◆ What the exercise asks ◆
Pull out every line below that contains the word "please".

◆ Data supplied ◆

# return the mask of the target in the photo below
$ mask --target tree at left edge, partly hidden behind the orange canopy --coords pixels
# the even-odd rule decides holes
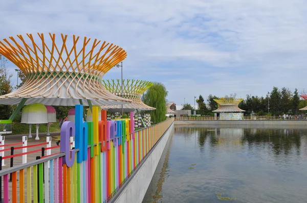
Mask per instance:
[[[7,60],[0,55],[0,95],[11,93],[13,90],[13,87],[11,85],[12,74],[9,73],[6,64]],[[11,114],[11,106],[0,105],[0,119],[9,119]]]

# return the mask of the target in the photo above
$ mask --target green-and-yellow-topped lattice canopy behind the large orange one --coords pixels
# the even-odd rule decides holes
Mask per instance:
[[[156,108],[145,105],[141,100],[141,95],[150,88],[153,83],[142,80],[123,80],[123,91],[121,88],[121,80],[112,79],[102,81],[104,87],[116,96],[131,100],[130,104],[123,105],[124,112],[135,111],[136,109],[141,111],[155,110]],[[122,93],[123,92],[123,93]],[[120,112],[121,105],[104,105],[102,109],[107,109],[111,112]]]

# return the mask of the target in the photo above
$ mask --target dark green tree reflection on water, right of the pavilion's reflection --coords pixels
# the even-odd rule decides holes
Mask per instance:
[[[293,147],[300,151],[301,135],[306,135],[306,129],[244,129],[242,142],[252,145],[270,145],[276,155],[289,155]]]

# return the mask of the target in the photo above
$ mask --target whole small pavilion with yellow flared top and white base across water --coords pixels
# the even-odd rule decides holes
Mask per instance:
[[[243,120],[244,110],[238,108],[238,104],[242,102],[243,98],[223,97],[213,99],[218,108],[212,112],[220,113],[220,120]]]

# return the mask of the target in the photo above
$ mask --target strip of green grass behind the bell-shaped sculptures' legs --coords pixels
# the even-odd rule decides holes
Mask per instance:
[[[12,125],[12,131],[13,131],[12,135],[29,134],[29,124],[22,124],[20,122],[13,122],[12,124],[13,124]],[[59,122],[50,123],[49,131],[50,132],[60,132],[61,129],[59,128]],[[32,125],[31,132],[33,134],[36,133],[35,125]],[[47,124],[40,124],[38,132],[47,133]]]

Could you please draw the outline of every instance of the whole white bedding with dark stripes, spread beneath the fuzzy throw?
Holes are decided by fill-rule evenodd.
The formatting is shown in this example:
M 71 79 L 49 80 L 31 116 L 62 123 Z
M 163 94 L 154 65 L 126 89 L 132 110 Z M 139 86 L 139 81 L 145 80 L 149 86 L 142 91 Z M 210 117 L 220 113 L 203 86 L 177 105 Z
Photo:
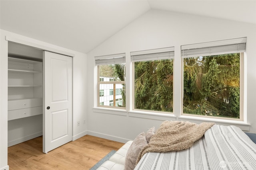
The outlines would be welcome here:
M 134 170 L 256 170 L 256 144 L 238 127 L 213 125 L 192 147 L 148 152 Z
--
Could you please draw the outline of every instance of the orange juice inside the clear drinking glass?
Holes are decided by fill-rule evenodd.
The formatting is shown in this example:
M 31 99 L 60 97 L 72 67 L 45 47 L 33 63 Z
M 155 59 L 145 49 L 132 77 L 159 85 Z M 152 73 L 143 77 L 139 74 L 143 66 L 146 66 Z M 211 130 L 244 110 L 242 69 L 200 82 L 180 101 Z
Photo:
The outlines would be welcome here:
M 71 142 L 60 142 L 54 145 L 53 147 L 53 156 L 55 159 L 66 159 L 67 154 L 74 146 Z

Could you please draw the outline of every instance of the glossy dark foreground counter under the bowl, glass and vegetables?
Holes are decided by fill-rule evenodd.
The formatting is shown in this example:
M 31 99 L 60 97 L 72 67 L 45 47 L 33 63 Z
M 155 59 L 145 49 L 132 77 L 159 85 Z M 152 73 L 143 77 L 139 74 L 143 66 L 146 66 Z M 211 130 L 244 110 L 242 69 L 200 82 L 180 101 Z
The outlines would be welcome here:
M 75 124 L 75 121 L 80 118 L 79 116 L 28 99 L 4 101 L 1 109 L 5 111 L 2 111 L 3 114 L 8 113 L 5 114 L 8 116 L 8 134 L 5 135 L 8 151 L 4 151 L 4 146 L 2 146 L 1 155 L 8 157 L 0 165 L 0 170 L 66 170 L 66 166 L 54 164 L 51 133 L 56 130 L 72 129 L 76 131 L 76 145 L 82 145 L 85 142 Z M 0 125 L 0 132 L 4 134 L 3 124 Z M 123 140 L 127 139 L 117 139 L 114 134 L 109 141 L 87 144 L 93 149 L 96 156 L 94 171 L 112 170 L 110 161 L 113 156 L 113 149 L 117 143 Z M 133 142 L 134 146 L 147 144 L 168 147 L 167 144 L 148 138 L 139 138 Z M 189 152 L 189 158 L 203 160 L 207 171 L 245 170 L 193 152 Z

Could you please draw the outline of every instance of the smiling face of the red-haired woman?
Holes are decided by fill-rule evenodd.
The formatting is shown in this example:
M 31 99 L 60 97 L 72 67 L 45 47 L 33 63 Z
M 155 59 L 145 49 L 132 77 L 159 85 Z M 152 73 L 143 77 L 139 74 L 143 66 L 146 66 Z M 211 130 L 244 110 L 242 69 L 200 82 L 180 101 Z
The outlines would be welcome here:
==
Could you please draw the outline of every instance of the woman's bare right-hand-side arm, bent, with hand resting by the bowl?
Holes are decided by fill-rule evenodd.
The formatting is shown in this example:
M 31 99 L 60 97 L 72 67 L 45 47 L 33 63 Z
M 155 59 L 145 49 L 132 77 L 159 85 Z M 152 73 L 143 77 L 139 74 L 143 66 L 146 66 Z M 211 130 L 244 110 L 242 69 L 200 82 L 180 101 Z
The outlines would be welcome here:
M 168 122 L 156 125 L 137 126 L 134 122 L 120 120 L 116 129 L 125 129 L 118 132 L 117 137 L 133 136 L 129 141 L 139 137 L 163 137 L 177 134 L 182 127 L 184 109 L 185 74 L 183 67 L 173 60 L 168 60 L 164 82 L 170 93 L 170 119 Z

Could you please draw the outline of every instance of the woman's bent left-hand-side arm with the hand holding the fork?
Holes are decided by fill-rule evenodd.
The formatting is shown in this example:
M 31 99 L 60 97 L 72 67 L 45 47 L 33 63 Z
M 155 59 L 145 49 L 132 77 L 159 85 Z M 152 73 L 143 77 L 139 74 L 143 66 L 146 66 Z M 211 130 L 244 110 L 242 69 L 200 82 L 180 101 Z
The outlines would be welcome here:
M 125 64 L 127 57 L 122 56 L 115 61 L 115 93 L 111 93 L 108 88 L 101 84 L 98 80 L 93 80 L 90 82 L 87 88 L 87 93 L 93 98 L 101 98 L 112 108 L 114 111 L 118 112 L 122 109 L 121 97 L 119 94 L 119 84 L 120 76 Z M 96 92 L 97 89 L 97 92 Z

◆ Reply to the exercise ◆
Could you please draw the outline of every instance of the whole white bedding with dark stripes, spread beneath the fuzzy throw?
Could you please draw the outline of every instance of the orange juice inside the clear drinking glass?
Could you please draw the outline of every instance of the glossy dark foreground counter under the bowl, glass and vegetables?
Could you please draw the outline of every instance of the smiling face of the red-haired woman?
Could you please draw the outline of every instance of the woman's bare right-hand-side arm, bent, with hand resting by the bowl?
Could you please draw the outline of every instance of the woman's bent left-hand-side arm with the hand holding the fork?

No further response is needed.